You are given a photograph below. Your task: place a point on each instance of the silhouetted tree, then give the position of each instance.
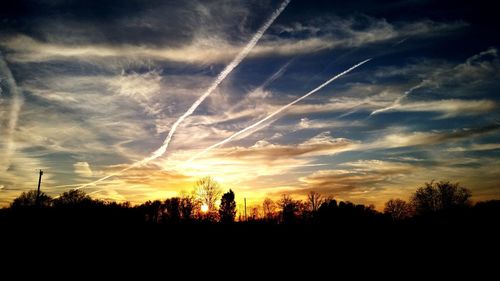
(227, 209)
(254, 213)
(436, 196)
(398, 209)
(314, 200)
(152, 210)
(187, 206)
(74, 197)
(289, 208)
(208, 192)
(29, 199)
(173, 209)
(269, 208)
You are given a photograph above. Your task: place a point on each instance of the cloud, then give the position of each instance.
(431, 138)
(204, 49)
(322, 144)
(447, 108)
(360, 175)
(82, 169)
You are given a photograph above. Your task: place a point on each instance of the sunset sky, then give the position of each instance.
(89, 88)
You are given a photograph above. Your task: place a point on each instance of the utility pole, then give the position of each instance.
(38, 190)
(245, 209)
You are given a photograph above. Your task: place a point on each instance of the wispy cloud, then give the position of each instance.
(335, 33)
(15, 101)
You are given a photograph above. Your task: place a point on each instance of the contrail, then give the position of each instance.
(275, 112)
(227, 70)
(397, 102)
(16, 102)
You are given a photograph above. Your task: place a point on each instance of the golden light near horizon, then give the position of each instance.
(204, 208)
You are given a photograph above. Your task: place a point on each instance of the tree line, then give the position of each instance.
(207, 203)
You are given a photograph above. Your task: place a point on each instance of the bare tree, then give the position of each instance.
(29, 199)
(314, 200)
(436, 196)
(187, 206)
(398, 209)
(289, 208)
(227, 209)
(208, 192)
(254, 212)
(269, 208)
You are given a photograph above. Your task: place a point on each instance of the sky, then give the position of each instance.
(89, 91)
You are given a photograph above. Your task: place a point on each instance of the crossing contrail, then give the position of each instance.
(227, 70)
(16, 101)
(275, 112)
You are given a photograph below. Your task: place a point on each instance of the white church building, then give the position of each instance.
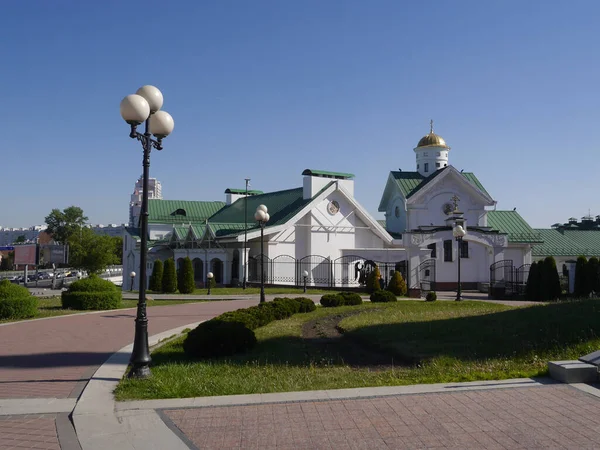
(321, 229)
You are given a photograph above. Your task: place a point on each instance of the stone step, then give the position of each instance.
(573, 371)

* * * *

When you write out the material again, keep every word exact and omit the pictures.

You are given a photograph below. Your task: place a point on each instance of the silhouetted tree, then give the position of each instance.
(227, 209)
(254, 213)
(436, 196)
(398, 209)
(314, 200)
(152, 210)
(187, 206)
(74, 197)
(289, 208)
(208, 192)
(29, 199)
(173, 209)
(269, 208)
You are given a photograph above. Your task: place a point on each instance of the cloud, then give the position of each instance.
(431, 138)
(204, 49)
(322, 144)
(447, 108)
(360, 175)
(82, 169)
You are given a photograph above. Your task: place a point on each instance of the sunset sky, then give the position of each instance.
(89, 88)
You are given a photograph above. Your task: place a point on each instance of the utility pole, then give the position of each instance.
(38, 190)
(245, 209)
You are given a photograph above. Your task: place a point on each instance of the wispy cloud, then give the position of each instance.
(335, 33)
(15, 101)
You are given a photograph above. Your task: place a point on each instance of the contrail, then give the position of each instance.
(275, 112)
(227, 70)
(397, 102)
(16, 102)
You are given a photograph above. Your task: place a point on each instance of the golden light near horizon, then give the position of each instance.
(204, 208)
You are given a photograph above. Your task: place a point on each instance of the tree line, then give the position of each instance.
(207, 203)
You are given a photograph above. Your task: place a point on each instance of the bare tree, then give the position of each instance.
(29, 199)
(314, 200)
(436, 196)
(187, 206)
(398, 209)
(289, 208)
(227, 209)
(208, 192)
(254, 212)
(269, 208)
You are given a photograph above. Your task: place a point on each instance of the sky, then give the position of each instance.
(89, 91)
You are given a photograph above. Your task: place a point on each instance of the crossing contrail, then give the position of each instance.
(227, 70)
(16, 101)
(275, 112)
You are given a photograph below. Your task: place a point on each instance of the white church building, then give the position of each instance.
(321, 229)
You are given a photograph above. Your task: place a point on each instance of the stone step, then give the position of each instance.
(573, 371)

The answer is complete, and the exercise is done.